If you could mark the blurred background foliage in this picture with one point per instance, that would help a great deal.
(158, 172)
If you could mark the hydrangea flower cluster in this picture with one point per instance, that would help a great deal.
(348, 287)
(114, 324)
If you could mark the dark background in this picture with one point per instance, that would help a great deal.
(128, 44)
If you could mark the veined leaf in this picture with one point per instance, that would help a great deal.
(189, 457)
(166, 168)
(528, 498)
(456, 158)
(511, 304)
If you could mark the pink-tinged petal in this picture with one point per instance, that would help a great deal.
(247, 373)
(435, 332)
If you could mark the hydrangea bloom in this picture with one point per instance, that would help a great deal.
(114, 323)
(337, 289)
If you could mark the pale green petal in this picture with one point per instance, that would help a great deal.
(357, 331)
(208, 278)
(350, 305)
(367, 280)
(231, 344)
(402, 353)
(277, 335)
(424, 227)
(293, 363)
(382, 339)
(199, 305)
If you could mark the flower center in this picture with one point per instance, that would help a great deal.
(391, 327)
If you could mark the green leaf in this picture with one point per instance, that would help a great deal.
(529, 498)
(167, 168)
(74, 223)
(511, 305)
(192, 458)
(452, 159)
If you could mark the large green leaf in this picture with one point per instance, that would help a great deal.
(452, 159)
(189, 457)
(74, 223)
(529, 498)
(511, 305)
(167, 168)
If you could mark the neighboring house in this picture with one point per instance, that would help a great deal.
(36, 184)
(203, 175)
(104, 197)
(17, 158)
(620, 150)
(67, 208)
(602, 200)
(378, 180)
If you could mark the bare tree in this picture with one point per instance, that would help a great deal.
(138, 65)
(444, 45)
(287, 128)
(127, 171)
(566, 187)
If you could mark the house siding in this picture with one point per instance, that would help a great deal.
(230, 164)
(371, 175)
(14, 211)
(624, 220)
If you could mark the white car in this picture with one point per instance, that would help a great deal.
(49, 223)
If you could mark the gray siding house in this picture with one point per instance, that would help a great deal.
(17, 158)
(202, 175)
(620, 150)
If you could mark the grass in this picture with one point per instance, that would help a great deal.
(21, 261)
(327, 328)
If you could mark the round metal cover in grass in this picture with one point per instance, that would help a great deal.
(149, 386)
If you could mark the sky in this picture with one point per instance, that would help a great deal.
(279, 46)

_ _ _ _ _ _ _

- [Given task]
Set down, word for word, every line from the line that holds "If you could mark the gray" to the end of the entries above, including both ends.

- [Result]
If you could mark the gray siding house in this picture with one point per instance, that would help a great deal.
(17, 158)
(202, 175)
(620, 150)
If you could mark the grass in this picture with one point per instance, that would help a great deal.
(21, 261)
(327, 328)
If you could mark the round metal cover in grass in this picture with one point per instance, that would help a great deal.
(149, 386)
If you could mark the sky in this picture with one point per instance, that would help a great deal.
(279, 46)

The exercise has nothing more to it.